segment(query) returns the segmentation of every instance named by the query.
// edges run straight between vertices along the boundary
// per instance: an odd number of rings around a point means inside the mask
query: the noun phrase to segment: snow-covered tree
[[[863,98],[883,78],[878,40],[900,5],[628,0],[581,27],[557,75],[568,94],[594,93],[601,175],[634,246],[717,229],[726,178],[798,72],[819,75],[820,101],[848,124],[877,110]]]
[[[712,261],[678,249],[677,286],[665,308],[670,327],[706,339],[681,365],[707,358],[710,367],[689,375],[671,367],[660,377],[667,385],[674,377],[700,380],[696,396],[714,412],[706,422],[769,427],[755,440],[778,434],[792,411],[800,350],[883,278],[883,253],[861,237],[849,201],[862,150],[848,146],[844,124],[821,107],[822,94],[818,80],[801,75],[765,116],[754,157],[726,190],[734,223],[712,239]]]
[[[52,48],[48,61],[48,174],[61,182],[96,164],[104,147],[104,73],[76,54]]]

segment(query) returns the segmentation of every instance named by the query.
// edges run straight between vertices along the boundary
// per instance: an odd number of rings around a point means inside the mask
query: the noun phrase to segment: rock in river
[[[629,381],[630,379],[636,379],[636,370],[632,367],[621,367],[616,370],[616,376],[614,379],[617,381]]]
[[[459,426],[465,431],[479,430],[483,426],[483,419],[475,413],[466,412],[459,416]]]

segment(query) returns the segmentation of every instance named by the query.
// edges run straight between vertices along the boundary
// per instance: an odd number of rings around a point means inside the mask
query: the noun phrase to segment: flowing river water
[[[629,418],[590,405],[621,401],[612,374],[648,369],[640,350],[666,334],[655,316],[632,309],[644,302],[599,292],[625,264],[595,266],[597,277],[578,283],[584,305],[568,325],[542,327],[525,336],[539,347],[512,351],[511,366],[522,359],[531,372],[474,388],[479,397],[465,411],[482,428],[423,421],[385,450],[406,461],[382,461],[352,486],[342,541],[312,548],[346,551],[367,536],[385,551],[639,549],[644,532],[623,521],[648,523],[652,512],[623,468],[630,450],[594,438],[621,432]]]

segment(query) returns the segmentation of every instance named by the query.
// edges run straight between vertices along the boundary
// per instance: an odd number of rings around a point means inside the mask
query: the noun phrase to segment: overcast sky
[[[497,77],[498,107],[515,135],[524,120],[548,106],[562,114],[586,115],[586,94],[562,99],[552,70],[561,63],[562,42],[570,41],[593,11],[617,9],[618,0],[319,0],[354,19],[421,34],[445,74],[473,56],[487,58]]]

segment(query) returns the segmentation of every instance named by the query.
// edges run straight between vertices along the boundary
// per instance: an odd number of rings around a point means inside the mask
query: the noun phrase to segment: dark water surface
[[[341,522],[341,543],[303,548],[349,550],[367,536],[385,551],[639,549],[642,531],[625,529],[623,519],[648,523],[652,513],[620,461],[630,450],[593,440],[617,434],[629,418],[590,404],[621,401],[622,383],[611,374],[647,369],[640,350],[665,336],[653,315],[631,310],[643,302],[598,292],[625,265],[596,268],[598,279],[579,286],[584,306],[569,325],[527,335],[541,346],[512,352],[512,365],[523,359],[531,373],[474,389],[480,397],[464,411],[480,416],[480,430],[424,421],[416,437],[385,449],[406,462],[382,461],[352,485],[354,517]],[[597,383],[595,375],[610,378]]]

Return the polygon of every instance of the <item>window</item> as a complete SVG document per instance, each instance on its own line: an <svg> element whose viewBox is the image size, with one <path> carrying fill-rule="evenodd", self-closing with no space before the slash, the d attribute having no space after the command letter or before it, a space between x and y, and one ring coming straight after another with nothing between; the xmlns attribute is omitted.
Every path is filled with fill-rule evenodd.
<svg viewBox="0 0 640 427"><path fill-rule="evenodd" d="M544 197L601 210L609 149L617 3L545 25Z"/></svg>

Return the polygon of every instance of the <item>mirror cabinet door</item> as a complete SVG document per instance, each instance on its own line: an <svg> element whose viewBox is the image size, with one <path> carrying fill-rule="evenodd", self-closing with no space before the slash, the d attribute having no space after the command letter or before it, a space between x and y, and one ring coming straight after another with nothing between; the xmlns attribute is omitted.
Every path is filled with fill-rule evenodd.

- What is needed
Exactly as shown, repeat every record.

- Answer to this task
segment(query) returns the segmentation of every instance named by the query.
// edges run straight between vertices along the boundary
// per instance: an odd number of rings around a point means inside the mask
query: the noun phrase to segment: snow-covered tree
[[[863,98],[883,78],[878,40],[900,5],[628,0],[581,27],[557,75],[568,94],[594,93],[601,175],[634,246],[717,229],[726,178],[798,72],[819,75],[820,101],[848,124],[877,110]]]
[[[712,261],[678,249],[677,286],[665,308],[670,327],[706,339],[681,365],[707,358],[710,367],[689,375],[671,367],[660,377],[667,385],[674,377],[700,380],[696,396],[714,412],[706,422],[769,427],[755,440],[778,434],[792,411],[800,350],[883,278],[883,253],[861,237],[849,201],[862,150],[848,146],[844,124],[821,107],[822,94],[818,80],[801,75],[765,116],[754,157],[726,190],[734,223],[712,239]]]
[[[52,48],[48,61],[48,174],[61,182],[96,164],[104,147],[104,73],[76,54]]]

segment(query) returns the segmentation of every instance named by the query.
// edges run straight between vertices along the boundary
// per instance: an odd number of rings around a point means inside the mask
query: the noun phrase to segment: rock in river
[[[629,381],[630,379],[636,379],[636,370],[632,367],[621,367],[616,370],[616,376],[614,379],[617,381]]]
[[[459,426],[465,431],[479,430],[483,426],[483,419],[475,413],[466,412],[459,416]]]

segment(query) returns the segmentation of every instance named by the query.
// edges run straight between vertices along the boundary
// per instance: an odd number of rings around a point means inside the mask
query: the noun phrase to segment: flowing river water
[[[629,418],[590,405],[621,401],[612,374],[648,369],[640,350],[666,334],[655,316],[632,309],[644,302],[599,292],[625,264],[595,266],[597,277],[578,283],[584,305],[568,325],[542,327],[525,336],[539,347],[512,351],[511,366],[522,359],[531,372],[474,388],[479,397],[465,411],[482,428],[423,421],[385,450],[406,461],[382,461],[352,486],[342,541],[312,548],[346,551],[367,536],[385,551],[639,549],[644,532],[623,521],[648,523],[652,512],[623,468],[630,450],[594,438],[621,432]]]

segment(query) returns the segmentation of every instance named by the query.
// edges run straight between vertices along the boundary
// per instance: an odd number of rings around a point means inside the mask
query: the noun phrase to segment: overcast sky
[[[497,77],[498,107],[515,135],[524,120],[548,106],[562,114],[586,115],[586,94],[562,99],[552,70],[561,63],[562,42],[570,41],[593,11],[617,9],[618,0],[319,0],[354,19],[421,34],[445,74],[473,56],[487,58]]]

segment(query) returns the segmentation of every instance named by the query.
// edges run straight between vertices along the boundary
// per instance: an odd number of rings around a point means inside the mask
query: the noun phrase to segment: dark water surface
[[[341,522],[341,543],[303,548],[349,550],[367,536],[385,551],[639,549],[642,531],[625,529],[623,519],[648,523],[652,513],[620,461],[630,450],[593,440],[617,434],[629,418],[590,404],[621,401],[622,383],[611,374],[647,369],[640,350],[665,336],[653,315],[631,310],[643,302],[598,292],[625,265],[596,268],[598,279],[579,286],[584,306],[569,325],[527,335],[541,346],[512,352],[512,365],[523,359],[531,373],[474,389],[480,397],[464,411],[480,416],[480,430],[424,421],[416,437],[385,449],[406,462],[382,461],[352,485],[354,517]],[[597,383],[595,375],[610,378]]]

Return the polygon of every instance of the <item>window</item> as a complete SVG document per instance, each instance on its own line: an <svg> element whose viewBox is the image size, with one <path> carrying fill-rule="evenodd", self-closing with no space before the slash, the d attribute having no space after the command letter or before it, a space between x and y, and one ring coming straight after another with nothing between; the xmlns attribute is omitted.
Every path is filled with fill-rule evenodd.
<svg viewBox="0 0 640 427"><path fill-rule="evenodd" d="M544 197L601 210L609 149L617 3L545 25Z"/></svg>

Return the polygon of every instance of the <item>mirror cabinet door</item> as a complete SVG document per instance, each instance on its own line: an <svg> element whose viewBox is the image size, with one <path> carrying fill-rule="evenodd", self-closing with no space before the slash, the d attribute having no space after the command letter or before it, a space between x and y, and one ring coming straight after another with nothing between; the xmlns attribute is omitted.
Every path is filled with fill-rule evenodd.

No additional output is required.